JOB
Copy word for word the part of the passage about fathers that starts with "Work is sometimes" and goes on through "or other necessities.".

SOURCE EXCERPT
__________
Ah, dear old dad. Though the stereotypical dad is consistently seen falling asleep in the recliner or obsessed with the big game, the importance of a father in a child’s life cannot be understated. Boys learn how to become men from their dad’s examples. Girls learn what it means to be loved, respected, and protected from their dads. Dads can do this in three ways: by work, play, and example.


Work is sometimes viewed by children and young people as a curse. On a small scale, work is an opportunity to earn money. But it can also help to develop gifts and talents. On a larger scale, work is an opportunity to serve your peers. A hard-working dad is a great example of the embodiment of hard work. Whether it is by getting up early for work or helping out around the house, when children see their dad working hard, they feel safety and security: they do not have to worry about food, shelter, or other necessities.
__________
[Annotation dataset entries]
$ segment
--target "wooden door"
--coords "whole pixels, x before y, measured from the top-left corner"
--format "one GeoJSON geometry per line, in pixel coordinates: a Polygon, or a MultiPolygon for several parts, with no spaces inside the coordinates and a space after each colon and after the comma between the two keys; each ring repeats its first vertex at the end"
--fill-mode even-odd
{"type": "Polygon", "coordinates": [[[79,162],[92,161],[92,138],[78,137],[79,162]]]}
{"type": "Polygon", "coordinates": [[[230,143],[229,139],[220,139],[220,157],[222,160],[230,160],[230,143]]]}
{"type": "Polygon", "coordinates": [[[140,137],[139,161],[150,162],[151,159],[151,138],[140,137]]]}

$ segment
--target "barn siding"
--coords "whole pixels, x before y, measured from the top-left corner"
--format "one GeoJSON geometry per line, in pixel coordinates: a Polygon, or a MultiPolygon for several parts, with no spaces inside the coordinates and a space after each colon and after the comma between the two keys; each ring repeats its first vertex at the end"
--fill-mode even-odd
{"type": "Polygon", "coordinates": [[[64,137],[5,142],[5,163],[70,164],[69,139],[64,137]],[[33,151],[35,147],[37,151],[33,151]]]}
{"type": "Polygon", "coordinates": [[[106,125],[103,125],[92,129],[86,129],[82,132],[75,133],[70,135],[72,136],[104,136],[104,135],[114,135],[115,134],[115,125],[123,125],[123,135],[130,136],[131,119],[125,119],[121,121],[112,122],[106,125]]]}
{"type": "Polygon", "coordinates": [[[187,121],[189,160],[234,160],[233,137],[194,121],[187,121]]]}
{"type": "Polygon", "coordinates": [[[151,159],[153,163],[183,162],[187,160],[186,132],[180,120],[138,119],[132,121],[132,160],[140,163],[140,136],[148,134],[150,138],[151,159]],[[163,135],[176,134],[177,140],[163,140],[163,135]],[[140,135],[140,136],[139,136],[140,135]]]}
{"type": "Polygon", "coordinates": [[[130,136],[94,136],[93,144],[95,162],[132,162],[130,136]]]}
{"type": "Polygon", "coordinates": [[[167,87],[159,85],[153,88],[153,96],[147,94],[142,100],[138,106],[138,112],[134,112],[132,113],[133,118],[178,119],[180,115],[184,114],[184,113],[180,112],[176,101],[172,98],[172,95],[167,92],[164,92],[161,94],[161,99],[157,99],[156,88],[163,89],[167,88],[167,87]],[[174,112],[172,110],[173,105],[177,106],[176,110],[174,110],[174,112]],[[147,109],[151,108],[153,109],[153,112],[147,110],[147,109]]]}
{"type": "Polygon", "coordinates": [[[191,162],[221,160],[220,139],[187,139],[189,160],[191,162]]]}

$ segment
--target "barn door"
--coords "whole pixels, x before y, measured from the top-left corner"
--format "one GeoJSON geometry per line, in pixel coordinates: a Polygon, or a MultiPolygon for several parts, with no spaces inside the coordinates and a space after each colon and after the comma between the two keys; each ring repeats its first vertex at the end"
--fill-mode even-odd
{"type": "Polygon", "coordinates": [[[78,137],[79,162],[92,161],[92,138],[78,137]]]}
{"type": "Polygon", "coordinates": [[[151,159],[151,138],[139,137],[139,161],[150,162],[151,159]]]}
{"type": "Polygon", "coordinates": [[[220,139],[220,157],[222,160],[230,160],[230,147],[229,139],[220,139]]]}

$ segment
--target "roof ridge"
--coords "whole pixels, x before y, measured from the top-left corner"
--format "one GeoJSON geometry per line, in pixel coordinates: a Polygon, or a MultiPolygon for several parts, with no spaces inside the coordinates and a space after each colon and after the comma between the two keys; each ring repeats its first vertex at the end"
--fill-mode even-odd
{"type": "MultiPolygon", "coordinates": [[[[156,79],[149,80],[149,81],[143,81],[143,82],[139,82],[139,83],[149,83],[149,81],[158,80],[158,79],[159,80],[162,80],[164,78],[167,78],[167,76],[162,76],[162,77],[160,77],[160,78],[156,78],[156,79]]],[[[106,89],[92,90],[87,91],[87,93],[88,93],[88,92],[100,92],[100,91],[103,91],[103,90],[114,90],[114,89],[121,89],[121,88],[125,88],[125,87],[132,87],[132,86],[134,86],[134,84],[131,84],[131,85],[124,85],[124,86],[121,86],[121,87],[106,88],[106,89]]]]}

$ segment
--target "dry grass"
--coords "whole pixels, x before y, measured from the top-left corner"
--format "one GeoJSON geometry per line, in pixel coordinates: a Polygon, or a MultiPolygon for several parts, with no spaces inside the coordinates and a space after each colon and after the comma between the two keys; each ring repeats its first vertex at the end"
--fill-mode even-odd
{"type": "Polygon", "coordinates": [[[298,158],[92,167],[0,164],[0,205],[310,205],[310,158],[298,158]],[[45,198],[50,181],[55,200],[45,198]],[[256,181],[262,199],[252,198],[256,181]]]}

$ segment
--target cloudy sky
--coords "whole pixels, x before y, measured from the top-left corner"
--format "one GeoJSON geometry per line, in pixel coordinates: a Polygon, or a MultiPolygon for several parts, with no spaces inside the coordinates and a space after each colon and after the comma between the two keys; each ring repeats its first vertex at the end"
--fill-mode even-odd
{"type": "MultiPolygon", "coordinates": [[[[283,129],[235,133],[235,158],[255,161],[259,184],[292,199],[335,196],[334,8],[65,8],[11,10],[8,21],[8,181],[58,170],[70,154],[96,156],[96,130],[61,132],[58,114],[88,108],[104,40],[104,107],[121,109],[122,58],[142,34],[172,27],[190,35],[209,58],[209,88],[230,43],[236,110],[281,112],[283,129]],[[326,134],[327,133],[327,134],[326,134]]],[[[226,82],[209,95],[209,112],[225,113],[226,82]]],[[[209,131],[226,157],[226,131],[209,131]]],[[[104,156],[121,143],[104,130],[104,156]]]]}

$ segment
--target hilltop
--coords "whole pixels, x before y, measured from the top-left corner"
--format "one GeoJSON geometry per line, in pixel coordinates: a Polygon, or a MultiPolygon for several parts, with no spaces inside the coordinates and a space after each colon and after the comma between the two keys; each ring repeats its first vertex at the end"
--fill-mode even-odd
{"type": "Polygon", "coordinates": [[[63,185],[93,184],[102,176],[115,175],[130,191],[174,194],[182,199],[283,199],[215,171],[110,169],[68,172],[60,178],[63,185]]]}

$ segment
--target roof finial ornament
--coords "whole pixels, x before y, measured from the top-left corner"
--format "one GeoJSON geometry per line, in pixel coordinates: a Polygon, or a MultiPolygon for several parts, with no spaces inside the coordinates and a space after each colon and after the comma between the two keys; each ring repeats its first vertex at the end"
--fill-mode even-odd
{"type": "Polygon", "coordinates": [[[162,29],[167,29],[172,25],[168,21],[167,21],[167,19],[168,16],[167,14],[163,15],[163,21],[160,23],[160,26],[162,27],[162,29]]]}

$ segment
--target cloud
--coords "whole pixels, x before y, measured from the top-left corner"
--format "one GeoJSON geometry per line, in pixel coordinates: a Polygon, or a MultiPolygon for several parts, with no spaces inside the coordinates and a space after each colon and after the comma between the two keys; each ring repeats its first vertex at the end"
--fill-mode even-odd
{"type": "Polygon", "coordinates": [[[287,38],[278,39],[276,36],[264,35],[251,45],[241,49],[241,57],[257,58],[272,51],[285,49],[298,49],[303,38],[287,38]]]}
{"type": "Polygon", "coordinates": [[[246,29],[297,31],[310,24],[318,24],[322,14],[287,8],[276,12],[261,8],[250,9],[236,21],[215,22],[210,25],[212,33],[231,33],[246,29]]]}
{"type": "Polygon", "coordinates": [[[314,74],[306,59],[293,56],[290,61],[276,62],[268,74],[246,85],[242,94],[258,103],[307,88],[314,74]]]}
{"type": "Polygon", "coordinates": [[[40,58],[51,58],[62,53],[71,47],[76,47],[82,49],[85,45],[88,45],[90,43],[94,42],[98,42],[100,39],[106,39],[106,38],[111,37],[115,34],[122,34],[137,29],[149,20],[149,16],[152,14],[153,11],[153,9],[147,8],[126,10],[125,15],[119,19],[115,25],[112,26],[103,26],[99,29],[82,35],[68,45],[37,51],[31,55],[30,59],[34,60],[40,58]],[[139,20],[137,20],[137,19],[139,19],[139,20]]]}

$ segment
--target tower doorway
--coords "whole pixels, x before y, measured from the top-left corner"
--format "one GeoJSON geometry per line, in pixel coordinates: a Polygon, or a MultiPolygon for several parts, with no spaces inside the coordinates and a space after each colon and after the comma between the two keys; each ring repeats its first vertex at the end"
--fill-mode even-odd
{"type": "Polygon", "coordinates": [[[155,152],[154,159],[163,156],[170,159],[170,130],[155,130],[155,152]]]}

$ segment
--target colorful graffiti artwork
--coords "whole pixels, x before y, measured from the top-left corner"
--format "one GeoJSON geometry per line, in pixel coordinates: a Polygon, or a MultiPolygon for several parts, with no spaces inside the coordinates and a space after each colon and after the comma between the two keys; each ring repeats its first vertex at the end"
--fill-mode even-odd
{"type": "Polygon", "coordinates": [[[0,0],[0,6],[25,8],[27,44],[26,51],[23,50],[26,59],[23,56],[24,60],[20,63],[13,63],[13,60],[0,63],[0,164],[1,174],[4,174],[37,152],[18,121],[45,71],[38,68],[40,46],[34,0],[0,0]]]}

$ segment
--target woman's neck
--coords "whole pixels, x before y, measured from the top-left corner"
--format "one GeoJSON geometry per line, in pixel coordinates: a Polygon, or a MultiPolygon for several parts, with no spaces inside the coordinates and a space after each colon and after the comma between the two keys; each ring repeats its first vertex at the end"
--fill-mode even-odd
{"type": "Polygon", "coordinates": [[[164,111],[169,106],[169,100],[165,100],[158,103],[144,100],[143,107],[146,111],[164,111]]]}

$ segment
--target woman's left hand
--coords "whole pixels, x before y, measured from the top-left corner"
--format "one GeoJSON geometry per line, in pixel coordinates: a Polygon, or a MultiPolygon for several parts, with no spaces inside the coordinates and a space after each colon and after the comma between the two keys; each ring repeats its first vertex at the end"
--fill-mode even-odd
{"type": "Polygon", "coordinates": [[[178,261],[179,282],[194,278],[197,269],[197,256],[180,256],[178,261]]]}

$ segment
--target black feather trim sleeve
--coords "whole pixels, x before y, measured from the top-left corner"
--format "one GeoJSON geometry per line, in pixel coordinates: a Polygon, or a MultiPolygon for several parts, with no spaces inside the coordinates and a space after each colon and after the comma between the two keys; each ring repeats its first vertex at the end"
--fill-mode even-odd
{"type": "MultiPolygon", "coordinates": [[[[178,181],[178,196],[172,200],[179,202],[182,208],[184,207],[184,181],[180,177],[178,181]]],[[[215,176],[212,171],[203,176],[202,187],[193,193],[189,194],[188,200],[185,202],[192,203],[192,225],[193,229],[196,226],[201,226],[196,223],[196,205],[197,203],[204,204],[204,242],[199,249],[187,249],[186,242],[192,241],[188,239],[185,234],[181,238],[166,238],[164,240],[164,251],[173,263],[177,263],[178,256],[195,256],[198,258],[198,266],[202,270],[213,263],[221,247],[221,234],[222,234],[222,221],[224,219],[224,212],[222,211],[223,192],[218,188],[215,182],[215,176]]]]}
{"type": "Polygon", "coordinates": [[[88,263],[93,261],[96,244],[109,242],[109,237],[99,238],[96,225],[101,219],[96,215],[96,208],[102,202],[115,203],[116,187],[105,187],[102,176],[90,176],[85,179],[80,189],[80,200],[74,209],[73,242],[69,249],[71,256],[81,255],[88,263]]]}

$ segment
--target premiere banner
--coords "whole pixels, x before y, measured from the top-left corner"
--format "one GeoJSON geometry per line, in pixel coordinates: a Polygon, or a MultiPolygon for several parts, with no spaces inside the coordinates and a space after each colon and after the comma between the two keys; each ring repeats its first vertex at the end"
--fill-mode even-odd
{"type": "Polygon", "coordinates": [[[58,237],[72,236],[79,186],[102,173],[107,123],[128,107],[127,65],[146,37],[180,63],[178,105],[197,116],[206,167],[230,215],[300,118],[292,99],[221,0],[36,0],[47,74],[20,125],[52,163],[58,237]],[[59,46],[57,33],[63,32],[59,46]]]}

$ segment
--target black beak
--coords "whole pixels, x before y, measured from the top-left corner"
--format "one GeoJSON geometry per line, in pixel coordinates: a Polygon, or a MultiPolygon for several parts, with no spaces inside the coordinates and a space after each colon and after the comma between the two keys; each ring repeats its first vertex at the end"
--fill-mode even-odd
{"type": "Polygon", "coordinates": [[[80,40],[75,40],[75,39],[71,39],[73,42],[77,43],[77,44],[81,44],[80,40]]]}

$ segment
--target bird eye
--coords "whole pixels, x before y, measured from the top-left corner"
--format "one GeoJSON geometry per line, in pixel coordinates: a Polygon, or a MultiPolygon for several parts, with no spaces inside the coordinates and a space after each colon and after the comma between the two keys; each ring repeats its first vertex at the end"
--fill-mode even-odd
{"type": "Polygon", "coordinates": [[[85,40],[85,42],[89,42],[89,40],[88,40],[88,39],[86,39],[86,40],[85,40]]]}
__________
OUTPUT OF THE EXERCISE
Work is sometimes viewed by children and young people as a curse. On a small scale, work is an opportunity to earn money. But it can also help to develop gifts and talents. On a larger scale, work is an opportunity to serve your peers. A hard-working dad is a great example of the embodiment of hard work. Whether it is by getting up early for work or helping out around the house, when children see their dad working hard, they feel safety and security: they do not have to worry about food, shelter, or other necessities.